* [What you have to do]:
Count how many lines of the records below contain the string "dark", matching case exactly, and give only that number.

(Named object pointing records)
________

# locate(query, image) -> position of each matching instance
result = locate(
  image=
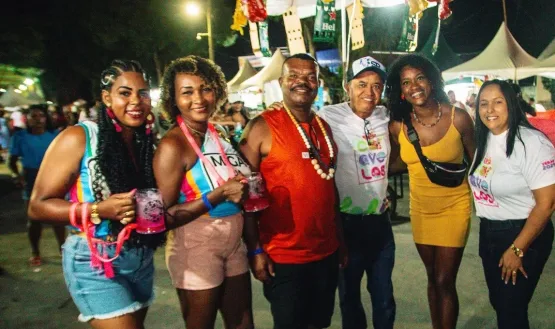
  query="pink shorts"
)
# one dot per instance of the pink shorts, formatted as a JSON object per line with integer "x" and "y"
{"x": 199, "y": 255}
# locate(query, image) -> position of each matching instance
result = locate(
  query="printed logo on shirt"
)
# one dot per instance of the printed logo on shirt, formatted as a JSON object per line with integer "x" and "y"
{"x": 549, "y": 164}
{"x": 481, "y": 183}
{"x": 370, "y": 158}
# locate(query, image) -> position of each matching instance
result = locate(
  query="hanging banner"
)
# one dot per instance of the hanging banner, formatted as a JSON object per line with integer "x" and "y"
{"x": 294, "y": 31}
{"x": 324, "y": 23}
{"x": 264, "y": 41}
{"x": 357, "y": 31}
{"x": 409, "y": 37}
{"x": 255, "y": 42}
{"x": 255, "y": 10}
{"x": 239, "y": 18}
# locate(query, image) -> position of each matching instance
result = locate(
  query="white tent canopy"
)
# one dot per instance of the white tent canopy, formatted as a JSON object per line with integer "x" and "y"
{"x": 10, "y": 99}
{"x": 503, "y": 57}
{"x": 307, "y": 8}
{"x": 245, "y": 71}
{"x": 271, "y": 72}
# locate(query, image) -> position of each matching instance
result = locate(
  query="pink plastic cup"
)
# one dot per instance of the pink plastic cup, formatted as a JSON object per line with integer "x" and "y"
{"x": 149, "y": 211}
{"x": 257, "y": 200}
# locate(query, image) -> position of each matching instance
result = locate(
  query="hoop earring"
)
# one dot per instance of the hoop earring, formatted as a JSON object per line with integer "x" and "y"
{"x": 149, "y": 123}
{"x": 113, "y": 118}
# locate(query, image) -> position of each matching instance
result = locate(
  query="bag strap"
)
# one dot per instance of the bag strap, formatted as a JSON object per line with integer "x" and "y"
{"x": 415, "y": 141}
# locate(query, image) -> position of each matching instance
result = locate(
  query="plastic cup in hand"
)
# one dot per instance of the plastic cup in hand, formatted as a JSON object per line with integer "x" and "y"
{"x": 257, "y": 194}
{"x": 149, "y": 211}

________

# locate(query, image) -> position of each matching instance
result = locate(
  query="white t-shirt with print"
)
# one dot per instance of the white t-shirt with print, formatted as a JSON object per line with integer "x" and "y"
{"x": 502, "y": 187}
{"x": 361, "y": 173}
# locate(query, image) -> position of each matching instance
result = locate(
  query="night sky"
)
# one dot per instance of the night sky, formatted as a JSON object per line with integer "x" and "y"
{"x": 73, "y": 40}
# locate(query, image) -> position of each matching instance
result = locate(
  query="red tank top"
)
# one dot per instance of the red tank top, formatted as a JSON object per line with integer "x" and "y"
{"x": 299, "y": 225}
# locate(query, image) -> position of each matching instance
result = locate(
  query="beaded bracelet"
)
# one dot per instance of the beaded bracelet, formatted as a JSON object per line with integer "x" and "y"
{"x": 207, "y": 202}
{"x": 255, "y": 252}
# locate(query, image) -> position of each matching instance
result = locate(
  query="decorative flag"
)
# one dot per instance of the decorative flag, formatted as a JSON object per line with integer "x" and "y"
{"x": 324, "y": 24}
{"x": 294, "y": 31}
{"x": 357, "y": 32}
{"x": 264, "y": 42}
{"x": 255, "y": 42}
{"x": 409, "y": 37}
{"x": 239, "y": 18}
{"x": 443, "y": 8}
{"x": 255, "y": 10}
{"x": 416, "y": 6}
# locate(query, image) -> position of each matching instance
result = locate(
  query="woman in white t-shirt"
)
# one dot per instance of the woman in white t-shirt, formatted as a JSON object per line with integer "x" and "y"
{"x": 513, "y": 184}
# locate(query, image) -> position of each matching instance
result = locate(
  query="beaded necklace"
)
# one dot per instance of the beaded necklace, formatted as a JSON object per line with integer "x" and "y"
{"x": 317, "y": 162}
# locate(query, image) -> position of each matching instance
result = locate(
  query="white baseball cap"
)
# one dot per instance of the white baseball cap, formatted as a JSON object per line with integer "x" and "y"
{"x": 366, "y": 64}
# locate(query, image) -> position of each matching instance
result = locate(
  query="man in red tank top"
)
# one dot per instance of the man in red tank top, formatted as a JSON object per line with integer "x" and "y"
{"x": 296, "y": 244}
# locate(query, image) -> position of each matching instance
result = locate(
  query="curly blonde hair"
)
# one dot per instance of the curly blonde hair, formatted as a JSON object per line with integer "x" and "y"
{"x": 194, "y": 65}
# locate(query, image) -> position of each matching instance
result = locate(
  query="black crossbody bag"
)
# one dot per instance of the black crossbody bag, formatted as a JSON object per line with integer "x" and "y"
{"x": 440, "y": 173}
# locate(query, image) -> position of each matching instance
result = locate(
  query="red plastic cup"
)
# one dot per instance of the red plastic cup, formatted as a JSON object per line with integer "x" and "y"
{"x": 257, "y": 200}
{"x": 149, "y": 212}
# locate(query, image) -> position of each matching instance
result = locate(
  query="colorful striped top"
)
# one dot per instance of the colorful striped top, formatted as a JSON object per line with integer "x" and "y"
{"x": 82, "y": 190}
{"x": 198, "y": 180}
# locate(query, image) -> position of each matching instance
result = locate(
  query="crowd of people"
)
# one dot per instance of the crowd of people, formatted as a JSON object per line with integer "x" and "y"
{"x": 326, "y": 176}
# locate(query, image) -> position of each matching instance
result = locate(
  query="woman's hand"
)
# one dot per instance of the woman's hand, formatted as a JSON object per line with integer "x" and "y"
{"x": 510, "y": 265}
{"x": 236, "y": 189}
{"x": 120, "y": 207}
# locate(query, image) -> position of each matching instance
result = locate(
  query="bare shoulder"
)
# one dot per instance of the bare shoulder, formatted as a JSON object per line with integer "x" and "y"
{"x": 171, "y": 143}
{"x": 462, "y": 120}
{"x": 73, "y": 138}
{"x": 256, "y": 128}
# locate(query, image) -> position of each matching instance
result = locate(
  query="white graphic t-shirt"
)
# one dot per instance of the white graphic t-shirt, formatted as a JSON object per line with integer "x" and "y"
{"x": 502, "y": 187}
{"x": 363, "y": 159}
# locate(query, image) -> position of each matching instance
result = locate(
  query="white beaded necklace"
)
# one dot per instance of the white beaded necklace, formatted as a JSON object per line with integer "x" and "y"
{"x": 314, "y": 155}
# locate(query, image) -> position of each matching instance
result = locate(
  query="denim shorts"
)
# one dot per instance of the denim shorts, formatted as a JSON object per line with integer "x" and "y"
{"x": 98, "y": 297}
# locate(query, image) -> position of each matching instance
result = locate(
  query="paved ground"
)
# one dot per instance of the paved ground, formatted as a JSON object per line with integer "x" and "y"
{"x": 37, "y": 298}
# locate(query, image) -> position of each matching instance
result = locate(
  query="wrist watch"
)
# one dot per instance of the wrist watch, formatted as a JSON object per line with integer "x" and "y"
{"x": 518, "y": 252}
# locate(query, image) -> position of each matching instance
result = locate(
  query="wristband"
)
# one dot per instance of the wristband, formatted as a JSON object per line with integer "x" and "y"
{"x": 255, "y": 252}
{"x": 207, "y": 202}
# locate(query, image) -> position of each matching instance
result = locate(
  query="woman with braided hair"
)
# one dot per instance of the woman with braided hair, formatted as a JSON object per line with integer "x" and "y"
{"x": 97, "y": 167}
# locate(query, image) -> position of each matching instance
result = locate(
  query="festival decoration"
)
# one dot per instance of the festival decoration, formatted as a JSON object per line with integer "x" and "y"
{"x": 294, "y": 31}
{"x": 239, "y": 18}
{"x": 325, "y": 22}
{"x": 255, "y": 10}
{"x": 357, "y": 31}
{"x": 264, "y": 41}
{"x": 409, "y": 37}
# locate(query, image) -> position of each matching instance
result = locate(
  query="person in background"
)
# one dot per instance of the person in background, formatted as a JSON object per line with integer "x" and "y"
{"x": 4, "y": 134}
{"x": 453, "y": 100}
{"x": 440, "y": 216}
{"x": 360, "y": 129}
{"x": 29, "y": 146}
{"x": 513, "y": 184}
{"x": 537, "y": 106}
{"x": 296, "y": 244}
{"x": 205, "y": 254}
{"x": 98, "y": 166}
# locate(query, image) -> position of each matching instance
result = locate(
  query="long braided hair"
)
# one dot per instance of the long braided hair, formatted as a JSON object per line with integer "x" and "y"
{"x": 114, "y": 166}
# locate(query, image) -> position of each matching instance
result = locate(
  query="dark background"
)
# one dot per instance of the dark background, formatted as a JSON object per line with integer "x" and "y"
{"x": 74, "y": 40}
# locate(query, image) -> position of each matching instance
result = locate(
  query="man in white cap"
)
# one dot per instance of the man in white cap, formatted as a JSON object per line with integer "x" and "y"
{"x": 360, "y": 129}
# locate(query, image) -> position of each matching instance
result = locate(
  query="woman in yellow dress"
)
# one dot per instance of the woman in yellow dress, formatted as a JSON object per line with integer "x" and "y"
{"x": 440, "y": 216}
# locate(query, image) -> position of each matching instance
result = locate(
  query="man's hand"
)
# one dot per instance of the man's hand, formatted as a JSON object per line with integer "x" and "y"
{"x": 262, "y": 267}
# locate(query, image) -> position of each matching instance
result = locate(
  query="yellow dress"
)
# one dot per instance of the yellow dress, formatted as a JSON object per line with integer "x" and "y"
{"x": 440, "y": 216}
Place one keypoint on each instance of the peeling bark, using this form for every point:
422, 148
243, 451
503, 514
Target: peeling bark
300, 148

________

* [Worked solution]:
2